## BEGIN Listing

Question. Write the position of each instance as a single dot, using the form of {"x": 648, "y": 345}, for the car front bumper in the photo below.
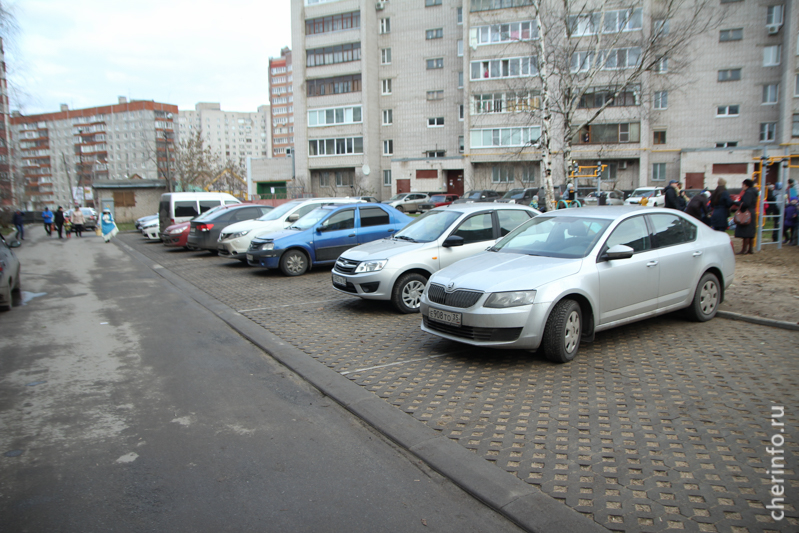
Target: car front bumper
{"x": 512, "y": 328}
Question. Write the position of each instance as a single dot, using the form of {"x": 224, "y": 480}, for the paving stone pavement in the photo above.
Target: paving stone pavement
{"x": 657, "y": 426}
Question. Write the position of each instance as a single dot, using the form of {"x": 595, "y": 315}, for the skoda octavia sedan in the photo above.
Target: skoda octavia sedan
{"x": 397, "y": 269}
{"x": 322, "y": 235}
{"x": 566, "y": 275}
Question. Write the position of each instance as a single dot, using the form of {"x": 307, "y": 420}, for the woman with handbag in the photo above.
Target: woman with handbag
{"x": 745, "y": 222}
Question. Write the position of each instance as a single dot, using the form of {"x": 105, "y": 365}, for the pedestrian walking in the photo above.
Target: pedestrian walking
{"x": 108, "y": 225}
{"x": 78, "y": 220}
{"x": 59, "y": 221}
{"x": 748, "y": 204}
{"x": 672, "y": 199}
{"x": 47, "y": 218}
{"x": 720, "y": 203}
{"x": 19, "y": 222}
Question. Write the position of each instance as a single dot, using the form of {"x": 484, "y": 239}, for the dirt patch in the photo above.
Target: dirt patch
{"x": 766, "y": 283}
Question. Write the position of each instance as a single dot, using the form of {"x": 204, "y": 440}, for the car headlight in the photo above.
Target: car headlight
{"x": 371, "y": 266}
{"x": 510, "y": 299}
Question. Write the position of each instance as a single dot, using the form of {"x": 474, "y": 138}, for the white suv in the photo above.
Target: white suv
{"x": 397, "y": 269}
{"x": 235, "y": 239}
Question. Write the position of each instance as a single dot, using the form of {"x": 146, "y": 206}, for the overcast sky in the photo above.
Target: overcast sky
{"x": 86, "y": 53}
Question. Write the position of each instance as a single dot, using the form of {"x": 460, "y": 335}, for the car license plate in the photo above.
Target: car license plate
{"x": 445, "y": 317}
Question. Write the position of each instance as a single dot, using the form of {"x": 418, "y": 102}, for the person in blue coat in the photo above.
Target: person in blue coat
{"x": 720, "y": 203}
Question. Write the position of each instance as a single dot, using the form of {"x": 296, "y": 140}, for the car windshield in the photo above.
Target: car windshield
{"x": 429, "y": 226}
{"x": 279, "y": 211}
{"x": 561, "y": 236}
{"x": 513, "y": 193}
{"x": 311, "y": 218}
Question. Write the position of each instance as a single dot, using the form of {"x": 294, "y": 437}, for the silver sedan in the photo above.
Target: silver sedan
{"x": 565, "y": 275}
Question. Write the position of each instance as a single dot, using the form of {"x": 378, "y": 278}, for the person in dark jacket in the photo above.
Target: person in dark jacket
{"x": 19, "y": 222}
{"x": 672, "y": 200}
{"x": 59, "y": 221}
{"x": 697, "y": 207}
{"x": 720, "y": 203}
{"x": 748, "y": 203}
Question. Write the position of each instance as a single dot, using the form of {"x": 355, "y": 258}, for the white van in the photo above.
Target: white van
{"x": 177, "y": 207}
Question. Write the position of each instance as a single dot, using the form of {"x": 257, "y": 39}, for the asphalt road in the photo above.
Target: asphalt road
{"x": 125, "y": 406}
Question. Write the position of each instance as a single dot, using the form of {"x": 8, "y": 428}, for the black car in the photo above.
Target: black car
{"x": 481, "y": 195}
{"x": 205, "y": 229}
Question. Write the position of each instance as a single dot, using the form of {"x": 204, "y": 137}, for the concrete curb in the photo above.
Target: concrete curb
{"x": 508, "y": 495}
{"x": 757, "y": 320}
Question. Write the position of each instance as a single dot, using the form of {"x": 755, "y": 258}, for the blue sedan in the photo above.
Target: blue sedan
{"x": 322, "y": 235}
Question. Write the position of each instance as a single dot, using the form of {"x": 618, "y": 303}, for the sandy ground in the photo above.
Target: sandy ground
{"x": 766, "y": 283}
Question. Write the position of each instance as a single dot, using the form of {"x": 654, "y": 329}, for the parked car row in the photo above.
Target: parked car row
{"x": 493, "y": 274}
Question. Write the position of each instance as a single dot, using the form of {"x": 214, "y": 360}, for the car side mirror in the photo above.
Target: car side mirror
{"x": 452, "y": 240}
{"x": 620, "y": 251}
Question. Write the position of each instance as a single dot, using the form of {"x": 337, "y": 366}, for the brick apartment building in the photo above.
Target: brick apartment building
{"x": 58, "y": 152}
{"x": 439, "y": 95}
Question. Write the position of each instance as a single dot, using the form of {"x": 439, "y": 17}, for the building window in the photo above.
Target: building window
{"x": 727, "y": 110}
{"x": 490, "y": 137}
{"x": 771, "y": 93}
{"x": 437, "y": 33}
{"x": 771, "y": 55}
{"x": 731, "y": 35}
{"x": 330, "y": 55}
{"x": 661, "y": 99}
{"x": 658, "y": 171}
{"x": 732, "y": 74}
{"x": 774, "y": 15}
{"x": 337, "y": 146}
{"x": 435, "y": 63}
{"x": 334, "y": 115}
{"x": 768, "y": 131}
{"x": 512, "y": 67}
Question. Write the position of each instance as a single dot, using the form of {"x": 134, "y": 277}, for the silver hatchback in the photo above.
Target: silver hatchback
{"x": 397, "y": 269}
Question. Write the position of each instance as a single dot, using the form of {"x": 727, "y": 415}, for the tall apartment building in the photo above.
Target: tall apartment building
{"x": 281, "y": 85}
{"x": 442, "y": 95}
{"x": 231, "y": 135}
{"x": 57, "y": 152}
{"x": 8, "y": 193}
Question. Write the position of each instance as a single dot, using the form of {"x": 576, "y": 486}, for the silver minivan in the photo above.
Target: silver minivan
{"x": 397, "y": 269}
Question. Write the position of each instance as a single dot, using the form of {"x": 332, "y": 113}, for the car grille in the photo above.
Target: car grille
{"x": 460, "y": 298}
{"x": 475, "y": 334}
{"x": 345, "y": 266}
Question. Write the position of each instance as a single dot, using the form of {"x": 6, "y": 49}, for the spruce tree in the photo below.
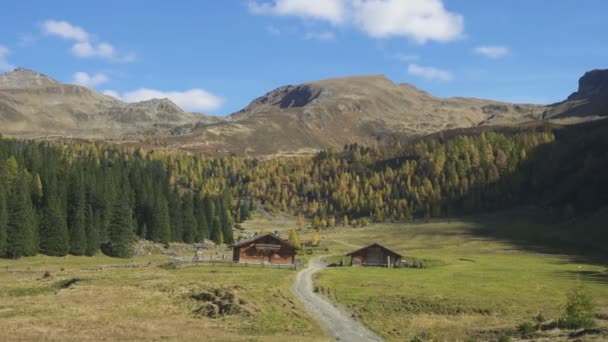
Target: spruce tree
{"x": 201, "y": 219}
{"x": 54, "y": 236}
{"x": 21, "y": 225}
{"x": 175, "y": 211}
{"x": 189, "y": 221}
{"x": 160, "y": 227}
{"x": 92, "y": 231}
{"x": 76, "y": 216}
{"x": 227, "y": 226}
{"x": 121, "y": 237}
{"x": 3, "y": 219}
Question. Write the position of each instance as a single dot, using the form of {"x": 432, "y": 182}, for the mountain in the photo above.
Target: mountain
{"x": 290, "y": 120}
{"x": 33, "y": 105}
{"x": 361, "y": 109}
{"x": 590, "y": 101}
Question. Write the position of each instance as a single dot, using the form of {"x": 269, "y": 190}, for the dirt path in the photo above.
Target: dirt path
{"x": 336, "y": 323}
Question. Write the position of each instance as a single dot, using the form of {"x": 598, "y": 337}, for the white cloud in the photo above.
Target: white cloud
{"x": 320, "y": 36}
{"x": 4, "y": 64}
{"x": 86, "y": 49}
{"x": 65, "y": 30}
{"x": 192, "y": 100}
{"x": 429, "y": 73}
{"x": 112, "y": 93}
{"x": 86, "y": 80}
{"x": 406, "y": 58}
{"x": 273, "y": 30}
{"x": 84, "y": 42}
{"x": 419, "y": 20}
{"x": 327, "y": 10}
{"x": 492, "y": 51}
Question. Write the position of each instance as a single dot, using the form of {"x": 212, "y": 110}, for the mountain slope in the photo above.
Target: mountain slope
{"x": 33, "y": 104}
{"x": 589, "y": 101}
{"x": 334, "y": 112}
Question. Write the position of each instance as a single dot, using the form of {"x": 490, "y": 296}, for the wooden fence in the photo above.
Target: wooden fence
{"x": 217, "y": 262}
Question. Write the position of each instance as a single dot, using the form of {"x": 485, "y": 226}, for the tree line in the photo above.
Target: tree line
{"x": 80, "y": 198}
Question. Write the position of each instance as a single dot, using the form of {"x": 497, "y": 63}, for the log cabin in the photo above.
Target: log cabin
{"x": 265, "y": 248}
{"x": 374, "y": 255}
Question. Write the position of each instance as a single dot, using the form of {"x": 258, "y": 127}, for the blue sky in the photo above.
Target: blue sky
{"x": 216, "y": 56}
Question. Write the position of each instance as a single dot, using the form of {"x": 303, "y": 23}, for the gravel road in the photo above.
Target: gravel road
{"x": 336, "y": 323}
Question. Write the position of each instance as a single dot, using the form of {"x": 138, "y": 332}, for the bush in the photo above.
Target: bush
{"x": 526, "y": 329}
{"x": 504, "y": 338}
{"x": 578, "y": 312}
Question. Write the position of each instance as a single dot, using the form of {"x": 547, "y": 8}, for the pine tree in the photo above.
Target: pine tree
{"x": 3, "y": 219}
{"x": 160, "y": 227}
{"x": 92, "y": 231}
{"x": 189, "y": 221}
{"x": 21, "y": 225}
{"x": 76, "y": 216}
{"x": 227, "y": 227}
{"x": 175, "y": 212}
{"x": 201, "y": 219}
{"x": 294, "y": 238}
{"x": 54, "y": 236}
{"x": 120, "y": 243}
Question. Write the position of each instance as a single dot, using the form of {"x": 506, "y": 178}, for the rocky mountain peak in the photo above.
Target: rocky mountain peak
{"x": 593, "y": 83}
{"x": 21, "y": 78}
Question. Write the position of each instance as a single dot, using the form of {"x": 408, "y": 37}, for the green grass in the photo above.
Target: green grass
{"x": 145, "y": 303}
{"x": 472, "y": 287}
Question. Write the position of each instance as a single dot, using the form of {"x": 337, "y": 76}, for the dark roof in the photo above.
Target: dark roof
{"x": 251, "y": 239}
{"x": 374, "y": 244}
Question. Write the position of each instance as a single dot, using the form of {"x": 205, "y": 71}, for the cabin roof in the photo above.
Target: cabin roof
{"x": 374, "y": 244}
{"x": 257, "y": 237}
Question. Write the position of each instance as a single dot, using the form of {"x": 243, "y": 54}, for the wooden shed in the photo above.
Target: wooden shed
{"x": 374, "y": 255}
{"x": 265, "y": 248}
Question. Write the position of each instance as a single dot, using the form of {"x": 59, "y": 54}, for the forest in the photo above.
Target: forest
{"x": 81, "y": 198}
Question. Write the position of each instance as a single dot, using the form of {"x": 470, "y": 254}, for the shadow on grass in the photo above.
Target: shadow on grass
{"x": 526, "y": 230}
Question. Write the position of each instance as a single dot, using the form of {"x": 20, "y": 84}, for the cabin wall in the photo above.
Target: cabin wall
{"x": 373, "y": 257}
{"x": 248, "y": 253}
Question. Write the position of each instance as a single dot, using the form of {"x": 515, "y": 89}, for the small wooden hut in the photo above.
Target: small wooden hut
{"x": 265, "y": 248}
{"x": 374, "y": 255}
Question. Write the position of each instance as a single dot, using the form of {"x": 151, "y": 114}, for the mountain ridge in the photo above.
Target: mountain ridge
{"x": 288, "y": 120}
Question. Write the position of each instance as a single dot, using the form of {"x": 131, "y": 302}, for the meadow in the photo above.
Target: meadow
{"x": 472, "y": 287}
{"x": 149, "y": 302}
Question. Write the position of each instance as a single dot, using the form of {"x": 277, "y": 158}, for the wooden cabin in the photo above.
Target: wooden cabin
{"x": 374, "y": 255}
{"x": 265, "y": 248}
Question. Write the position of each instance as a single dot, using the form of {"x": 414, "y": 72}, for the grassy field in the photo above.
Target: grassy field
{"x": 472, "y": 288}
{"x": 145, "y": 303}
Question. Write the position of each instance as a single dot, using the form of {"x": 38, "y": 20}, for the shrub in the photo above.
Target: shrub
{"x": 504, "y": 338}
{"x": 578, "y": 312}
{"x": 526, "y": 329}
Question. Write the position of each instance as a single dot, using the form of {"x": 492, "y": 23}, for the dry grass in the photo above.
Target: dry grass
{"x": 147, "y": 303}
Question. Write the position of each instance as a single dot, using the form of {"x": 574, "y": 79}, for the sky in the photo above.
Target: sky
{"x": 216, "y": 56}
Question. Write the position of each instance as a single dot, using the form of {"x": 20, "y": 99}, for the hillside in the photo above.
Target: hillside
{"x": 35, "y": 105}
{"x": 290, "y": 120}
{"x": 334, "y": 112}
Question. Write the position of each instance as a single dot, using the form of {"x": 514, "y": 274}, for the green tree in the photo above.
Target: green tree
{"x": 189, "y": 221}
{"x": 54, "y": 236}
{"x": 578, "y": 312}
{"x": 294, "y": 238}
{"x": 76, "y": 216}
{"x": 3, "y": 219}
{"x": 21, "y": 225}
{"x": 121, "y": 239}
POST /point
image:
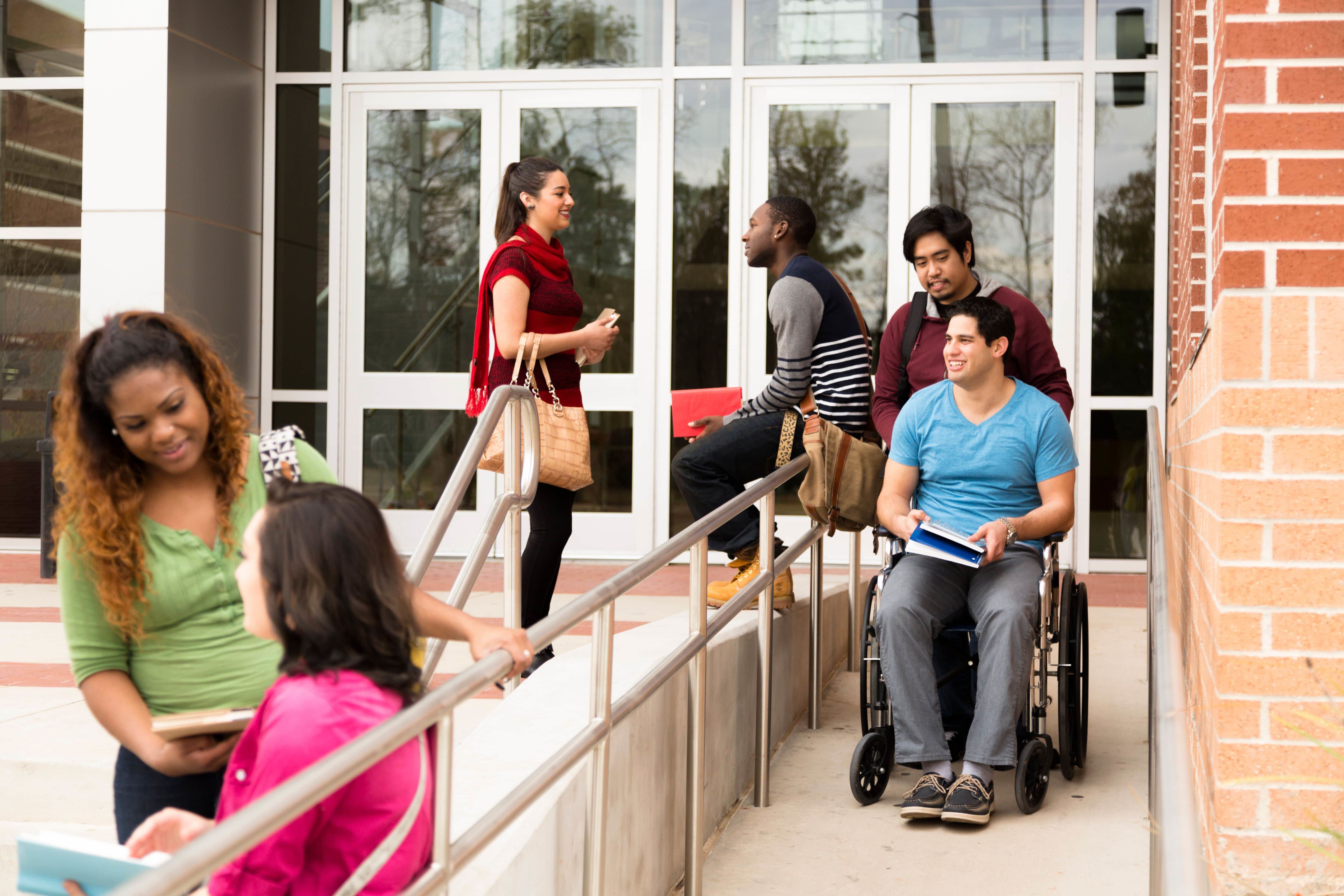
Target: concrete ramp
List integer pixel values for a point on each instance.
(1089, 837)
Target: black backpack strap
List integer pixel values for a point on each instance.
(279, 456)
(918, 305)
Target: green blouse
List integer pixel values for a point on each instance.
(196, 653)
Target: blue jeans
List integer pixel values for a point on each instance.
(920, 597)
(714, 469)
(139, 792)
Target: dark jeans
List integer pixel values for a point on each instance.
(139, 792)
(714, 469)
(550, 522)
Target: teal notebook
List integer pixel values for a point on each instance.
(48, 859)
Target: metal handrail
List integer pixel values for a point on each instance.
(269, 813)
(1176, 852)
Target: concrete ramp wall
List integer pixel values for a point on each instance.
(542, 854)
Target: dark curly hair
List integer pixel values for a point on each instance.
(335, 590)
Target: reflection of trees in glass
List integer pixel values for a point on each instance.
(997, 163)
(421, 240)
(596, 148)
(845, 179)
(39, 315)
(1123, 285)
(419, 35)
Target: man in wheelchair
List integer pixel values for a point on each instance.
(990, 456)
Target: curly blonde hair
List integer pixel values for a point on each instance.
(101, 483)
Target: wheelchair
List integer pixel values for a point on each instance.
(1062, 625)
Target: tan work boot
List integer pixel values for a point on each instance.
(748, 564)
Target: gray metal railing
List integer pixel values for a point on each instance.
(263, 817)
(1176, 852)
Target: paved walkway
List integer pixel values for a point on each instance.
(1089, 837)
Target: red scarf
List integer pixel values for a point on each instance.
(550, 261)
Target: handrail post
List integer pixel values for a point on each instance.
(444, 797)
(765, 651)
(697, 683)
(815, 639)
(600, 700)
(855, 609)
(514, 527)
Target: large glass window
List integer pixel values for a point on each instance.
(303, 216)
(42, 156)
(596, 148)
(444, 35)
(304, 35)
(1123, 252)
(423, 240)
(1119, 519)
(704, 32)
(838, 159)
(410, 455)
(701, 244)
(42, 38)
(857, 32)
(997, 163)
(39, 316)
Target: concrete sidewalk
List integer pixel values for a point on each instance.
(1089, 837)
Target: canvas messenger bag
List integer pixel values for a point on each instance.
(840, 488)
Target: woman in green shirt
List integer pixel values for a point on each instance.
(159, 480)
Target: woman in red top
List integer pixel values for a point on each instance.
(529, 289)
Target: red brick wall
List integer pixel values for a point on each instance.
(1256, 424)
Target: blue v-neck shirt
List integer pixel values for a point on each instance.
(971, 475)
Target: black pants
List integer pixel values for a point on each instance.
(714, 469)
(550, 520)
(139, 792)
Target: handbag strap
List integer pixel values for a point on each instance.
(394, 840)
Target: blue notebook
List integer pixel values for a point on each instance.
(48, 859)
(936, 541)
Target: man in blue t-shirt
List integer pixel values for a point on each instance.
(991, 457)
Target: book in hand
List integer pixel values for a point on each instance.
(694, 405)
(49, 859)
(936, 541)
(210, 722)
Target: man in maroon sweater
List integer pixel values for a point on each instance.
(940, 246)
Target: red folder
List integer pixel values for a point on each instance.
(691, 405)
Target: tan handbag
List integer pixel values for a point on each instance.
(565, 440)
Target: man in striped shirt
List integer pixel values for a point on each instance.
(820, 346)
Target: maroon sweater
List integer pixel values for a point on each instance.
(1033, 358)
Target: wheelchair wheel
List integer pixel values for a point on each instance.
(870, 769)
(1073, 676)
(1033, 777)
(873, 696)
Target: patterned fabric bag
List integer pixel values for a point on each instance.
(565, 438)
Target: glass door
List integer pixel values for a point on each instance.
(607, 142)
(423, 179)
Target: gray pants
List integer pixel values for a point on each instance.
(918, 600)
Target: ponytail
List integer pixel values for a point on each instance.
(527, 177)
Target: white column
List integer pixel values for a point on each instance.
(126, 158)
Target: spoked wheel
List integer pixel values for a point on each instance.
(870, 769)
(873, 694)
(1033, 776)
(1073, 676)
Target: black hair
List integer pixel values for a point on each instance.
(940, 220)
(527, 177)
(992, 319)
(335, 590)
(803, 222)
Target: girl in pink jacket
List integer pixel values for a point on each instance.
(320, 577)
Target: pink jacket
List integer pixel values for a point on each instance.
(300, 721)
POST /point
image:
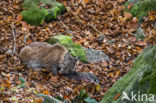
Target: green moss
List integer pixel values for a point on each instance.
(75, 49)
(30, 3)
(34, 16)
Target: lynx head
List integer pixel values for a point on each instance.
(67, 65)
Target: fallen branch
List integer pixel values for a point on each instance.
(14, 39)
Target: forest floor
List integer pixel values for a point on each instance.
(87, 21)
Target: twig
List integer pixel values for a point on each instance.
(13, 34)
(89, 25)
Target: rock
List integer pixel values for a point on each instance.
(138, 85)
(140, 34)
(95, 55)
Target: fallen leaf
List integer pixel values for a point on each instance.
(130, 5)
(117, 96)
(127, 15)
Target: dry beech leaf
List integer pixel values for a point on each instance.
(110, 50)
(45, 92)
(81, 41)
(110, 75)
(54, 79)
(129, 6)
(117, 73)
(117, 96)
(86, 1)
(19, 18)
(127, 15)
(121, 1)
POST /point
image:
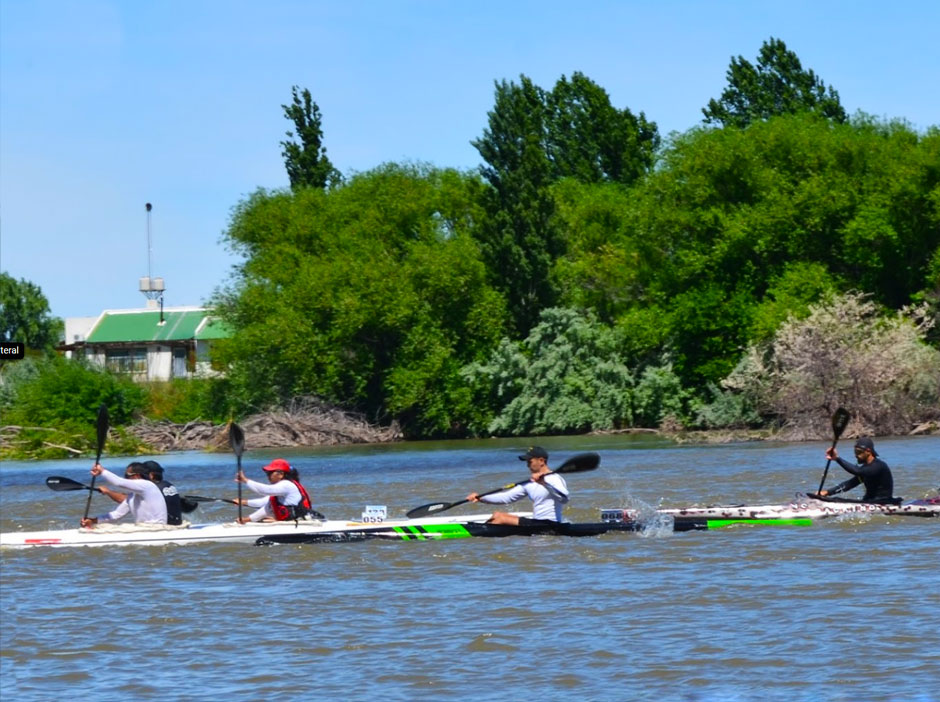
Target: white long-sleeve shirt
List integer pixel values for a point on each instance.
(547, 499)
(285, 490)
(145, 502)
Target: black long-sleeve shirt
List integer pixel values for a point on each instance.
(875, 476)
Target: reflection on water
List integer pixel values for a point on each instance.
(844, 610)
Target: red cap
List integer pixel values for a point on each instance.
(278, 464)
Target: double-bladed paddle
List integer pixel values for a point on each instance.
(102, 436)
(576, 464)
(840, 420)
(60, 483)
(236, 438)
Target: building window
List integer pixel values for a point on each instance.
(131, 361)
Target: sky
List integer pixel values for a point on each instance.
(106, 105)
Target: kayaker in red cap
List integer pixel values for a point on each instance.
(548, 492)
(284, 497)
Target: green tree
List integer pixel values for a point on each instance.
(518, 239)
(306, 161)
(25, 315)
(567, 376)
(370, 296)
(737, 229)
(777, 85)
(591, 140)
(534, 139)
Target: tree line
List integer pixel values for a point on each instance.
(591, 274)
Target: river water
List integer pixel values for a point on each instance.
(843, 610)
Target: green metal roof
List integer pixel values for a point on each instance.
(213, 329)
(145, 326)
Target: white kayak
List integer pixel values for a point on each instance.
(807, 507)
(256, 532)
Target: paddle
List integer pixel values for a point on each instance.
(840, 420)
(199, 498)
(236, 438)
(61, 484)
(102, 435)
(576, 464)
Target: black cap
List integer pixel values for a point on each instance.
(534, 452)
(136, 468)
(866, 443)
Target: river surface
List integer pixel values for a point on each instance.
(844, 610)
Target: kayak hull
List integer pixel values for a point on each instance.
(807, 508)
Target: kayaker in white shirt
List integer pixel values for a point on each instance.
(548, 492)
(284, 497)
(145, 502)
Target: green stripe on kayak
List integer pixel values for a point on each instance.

## END Listing

## Exercise brief
From the "Target: green metal roof" line to the close of the listing, restate each line word for word.

## Solved problem
Target: green metal roof
List integer pixel values for a point on each instance.
(213, 329)
(145, 326)
Target: white kayak
List integer pixel values for a point on each instance.
(807, 507)
(256, 532)
Target: paddle
List integer pixel values for a point on each instance.
(840, 420)
(199, 498)
(236, 438)
(61, 484)
(102, 435)
(576, 464)
Target: black cap
List integer pixel values for a point on each instance.
(534, 452)
(136, 468)
(866, 443)
Target: river surface
List integer pixel values for a point on each instance.
(844, 610)
Target: kayak hull
List integer pixel values for a point on each instance.
(807, 508)
Target: kayaker in white shirt
List integer pixel values for a point on each instance.
(548, 492)
(284, 497)
(145, 502)
Target: green stripe on kayak
List integer pixel values for a point on each instance.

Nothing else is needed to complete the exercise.